EXERCISE: Copy the material below line for line, with no changes.

RECORDS TO USE:
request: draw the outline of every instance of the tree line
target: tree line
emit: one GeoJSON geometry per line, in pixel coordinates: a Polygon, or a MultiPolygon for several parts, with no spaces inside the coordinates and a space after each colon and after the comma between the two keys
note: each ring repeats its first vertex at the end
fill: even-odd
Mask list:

EXERCISE OUTPUT:
request: draw the outline of every instance of the tree line
target: tree line
emit: one GeoJSON geometry per line, in pixel coordinates: a Polygon, or a MultiPolygon for several parts, with no spaces inside the coordinates and a space after each colon and after the comma between the two keys
note: each ring repeats its first vertex at the end
fill: even-odd
Mask list:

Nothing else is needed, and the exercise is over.